:: WHAT YOU NEED TO DO ::
Reproduce the entries that follow verbatim, down to the final line.

(Stored items from a collection)
----------------

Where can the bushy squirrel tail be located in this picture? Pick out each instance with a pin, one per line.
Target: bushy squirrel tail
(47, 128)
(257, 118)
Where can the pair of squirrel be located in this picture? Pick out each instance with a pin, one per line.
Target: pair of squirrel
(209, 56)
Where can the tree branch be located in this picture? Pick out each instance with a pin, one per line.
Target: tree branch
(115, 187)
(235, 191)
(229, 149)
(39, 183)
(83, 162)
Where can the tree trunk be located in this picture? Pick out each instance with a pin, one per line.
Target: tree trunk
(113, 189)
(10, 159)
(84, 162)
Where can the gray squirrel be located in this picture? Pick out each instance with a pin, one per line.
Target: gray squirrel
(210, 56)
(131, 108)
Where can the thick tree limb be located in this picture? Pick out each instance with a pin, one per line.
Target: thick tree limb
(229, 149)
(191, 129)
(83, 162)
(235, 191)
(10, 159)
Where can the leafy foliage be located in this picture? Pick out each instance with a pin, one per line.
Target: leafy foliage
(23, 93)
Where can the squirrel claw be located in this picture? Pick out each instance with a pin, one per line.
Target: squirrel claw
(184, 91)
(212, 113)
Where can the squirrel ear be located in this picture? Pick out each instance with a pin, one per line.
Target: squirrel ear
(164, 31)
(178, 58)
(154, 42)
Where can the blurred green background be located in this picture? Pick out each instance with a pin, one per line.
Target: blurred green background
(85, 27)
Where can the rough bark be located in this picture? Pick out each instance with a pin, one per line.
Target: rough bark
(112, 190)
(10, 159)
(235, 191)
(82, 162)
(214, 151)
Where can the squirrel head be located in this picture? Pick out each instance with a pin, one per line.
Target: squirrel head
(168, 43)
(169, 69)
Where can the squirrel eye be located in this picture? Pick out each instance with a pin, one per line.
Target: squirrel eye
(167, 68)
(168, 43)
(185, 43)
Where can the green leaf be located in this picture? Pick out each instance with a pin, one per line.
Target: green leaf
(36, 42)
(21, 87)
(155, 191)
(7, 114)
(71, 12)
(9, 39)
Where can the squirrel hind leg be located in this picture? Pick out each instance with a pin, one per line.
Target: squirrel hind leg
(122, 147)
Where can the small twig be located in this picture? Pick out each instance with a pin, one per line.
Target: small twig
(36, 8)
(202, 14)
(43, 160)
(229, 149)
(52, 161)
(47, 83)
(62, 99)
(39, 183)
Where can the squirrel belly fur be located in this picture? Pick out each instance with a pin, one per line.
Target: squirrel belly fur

----------------

:: ANSWER FOR THIS EXERCISE ::
Where can the bushy squirrel tail be located in this picture? Pick out each instance with a pin, one per line.
Target: bushy squirrel tail
(47, 128)
(257, 118)
Where can the pair of squirrel be located in this picture? Pick out each instance with a pin, one per line.
Target: pair of squirrel
(209, 56)
Where can the tree branch be located in this picture? Pick out each instance with a pin, one per line.
Target: tree branch
(115, 187)
(235, 191)
(229, 149)
(39, 183)
(83, 162)
Where can the tree trunk be located in this picture? Pick out each instance with a pin, one per line.
Target: tree trunk
(113, 189)
(10, 159)
(84, 162)
Where can the gray squirrel be located in this picture? Pick out each instance with a pin, one per line.
Target: gray squirrel
(210, 56)
(131, 108)
Where can the thick tree limb be located in this picture? Pick out each instance with a pin, one per line.
Target: thick tree limb
(229, 149)
(191, 129)
(83, 162)
(235, 191)
(10, 159)
Where can the leafy foliage be located in this picture? Pick out each instance with a pin, one per line.
Target: leafy foliage
(23, 93)
Where can the squirrel claw be located in this picture? Pick out each instance with a pin, one per line.
Target: squirrel claw
(184, 91)
(212, 113)
Where can the squirrel ear be located in this picture? Pick out each instance with a pin, one per line.
Target: squirrel ear
(164, 31)
(178, 58)
(154, 42)
Where can the blurred green background be located in this picture? Pick out each instance with a pin, one per line.
Target: blurred green background
(85, 27)
Where can the rough bark be located in this picture? Pick out each instance with a pin, one per line.
Target: rough bark
(112, 190)
(10, 159)
(235, 191)
(82, 162)
(214, 151)
Where can the squirrel head be located in this picture? Pick out each instance with a pin, one per line.
Target: squirrel head
(168, 43)
(169, 69)
Where can the squirrel eye be located in this picture? Pick out each instance with a pin, one per line.
Target: squirrel eye
(167, 68)
(168, 43)
(185, 43)
Where can the green leaf be located in this picture? Pick out each instance with a pin, one per line.
Target: green leaf
(36, 42)
(21, 87)
(155, 191)
(7, 114)
(71, 12)
(9, 39)
Where can the squirrel hind leg be located in this picture? Pick out each instance with a pin, one per line.
Target: squirrel hind leg
(122, 147)
Where can the small twig be located in this picture? Pick out each instance with a pin, one per line.
Target: small twig
(36, 8)
(202, 14)
(43, 160)
(229, 149)
(52, 161)
(47, 83)
(62, 99)
(39, 183)
Where can the squirrel belly fur be located in this picture? Pick out each instance with a pin, one per line.
Target: squirrel belly fur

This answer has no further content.